**WHAT NEEDS TO BE DONE**
Lay out every line of the material below as a Markdown table with a column named "Row" for the row number and a column named "Line" for the line itself. Leave out any blank lines.

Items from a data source
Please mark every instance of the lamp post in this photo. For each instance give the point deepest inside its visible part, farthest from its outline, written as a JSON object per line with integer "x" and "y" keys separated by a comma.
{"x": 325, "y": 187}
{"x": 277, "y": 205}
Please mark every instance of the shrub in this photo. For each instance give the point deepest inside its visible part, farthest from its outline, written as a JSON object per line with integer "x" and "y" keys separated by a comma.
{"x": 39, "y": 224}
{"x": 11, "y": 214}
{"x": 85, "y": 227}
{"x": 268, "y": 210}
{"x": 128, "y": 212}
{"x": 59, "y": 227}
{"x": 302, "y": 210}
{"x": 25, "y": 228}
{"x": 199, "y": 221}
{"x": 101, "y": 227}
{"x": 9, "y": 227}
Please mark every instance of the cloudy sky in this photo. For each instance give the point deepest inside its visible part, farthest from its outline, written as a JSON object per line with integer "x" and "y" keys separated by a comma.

**EXERCISE RESULT**
| Row | Line |
|---|---|
| 1 | Please mark every instance of the lamp post in this photo. For each instance give the point deepest inside its visible part, farthest from its outline, written as a JSON object per line with integer "x" and "y" keys separated by a comma. |
| 2 | {"x": 325, "y": 187} |
| 3 | {"x": 277, "y": 205} |
| 4 | Please mark every instance of the shrub in this photo. For each instance give the point deepest inside its visible part, farthest from its outline, written as a JSON object per line with integer "x" and "y" keys separated by a comma. |
| 5 | {"x": 39, "y": 224} |
| 6 | {"x": 11, "y": 214} |
| 7 | {"x": 85, "y": 227} |
| 8 | {"x": 268, "y": 210} |
| 9 | {"x": 128, "y": 212} |
| 10 | {"x": 59, "y": 227} |
| 11 | {"x": 302, "y": 210} |
| 12 | {"x": 25, "y": 228} |
| 13 | {"x": 199, "y": 221} |
| 14 | {"x": 101, "y": 227} |
| 15 | {"x": 9, "y": 227} |
| 16 | Please mark every instance of the cloudy sky in this photo. For each instance give the point deepest inside its visible part, farthest from its outline, written as a JSON object per line with integer "x" and "y" keys separated by a comma. |